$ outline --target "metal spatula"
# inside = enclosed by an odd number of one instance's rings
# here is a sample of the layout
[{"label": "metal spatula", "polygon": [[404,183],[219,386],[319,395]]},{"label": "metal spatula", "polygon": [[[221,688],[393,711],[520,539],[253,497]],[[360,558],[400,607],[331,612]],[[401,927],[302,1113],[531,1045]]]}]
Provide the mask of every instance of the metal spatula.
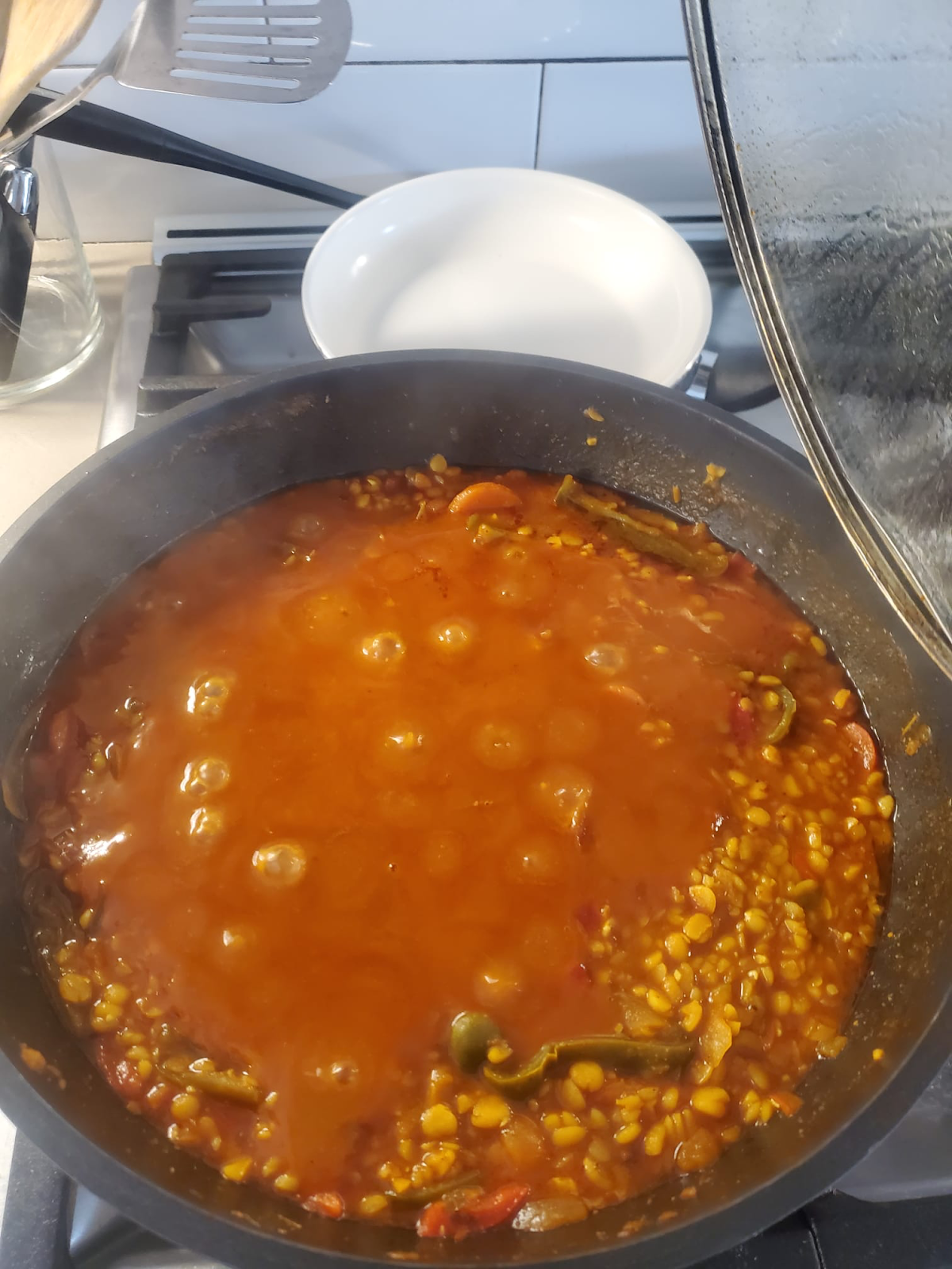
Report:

---

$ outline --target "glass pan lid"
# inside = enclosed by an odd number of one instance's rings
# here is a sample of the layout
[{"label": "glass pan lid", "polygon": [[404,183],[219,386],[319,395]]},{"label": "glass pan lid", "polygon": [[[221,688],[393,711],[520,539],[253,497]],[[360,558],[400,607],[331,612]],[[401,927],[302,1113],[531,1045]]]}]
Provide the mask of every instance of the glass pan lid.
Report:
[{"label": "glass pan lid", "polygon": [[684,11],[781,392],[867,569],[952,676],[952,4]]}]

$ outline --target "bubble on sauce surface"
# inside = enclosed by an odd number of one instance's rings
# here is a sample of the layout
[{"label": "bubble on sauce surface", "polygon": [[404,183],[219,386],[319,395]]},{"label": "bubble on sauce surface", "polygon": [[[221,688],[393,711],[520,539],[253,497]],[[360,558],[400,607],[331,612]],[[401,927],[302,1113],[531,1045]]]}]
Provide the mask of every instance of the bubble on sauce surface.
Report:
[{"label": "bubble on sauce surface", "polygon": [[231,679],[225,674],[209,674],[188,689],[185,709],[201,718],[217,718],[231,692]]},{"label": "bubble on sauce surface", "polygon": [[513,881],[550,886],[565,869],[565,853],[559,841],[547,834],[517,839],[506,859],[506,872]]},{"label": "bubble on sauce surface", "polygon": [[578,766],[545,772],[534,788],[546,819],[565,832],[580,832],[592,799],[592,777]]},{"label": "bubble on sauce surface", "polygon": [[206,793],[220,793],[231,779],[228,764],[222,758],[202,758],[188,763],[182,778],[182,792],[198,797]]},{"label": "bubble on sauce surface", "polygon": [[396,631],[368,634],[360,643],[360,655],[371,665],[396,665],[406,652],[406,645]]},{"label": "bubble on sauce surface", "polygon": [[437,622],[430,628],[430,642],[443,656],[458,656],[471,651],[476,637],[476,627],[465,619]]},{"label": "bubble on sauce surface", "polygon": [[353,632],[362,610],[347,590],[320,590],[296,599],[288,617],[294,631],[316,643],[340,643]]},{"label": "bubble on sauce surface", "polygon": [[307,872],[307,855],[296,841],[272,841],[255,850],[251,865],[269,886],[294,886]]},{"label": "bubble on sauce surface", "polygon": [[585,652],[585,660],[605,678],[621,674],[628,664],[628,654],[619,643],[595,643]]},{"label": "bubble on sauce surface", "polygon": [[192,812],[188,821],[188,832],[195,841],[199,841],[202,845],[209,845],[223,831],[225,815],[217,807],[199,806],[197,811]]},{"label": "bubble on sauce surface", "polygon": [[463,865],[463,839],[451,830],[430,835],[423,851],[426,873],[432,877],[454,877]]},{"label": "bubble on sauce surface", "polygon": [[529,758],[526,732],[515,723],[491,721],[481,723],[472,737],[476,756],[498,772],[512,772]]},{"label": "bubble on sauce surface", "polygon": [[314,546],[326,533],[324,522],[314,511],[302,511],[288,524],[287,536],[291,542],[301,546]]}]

---

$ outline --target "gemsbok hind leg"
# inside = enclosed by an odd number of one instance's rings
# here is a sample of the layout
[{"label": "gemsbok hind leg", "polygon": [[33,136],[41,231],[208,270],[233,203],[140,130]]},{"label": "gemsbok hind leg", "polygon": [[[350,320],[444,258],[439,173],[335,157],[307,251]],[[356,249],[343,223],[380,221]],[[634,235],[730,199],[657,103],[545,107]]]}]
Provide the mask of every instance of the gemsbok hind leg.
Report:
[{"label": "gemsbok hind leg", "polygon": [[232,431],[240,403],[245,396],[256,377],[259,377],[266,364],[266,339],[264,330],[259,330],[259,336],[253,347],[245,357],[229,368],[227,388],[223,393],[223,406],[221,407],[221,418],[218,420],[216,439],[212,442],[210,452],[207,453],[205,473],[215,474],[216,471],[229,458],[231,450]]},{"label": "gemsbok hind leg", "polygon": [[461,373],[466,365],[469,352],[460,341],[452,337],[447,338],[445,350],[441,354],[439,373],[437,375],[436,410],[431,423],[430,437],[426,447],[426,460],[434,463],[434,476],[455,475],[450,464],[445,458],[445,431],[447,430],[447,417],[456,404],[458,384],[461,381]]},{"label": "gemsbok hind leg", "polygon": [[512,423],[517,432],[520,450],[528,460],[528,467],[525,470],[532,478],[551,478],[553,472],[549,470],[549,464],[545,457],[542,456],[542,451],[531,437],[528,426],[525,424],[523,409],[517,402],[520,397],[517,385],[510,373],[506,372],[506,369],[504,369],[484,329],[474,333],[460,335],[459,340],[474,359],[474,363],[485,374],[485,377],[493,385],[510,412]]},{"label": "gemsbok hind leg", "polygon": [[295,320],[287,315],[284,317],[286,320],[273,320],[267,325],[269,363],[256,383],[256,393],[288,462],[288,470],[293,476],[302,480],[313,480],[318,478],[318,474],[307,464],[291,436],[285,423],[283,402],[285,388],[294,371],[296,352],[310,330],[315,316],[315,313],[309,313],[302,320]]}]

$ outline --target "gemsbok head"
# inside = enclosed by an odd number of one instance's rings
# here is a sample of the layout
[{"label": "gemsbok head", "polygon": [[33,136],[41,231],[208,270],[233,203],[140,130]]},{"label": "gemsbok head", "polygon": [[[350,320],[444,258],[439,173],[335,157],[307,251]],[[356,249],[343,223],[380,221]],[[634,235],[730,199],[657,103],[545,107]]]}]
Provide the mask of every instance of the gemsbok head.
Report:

TASK STATEMENT:
From the rows above, extract every line that contains the word "metal", matching its case exactly.

EXPECTED ANSWER:
$ outline --target "metal spatula"
[{"label": "metal spatula", "polygon": [[404,183],[219,386],[319,395]]},{"label": "metal spatula", "polygon": [[[221,688],[393,711],[520,539],[253,497]],[[360,558],[400,607],[331,612]],[[401,927],[302,1113],[531,1045]]]}]
Provide the mask of every instance of the metal spatula.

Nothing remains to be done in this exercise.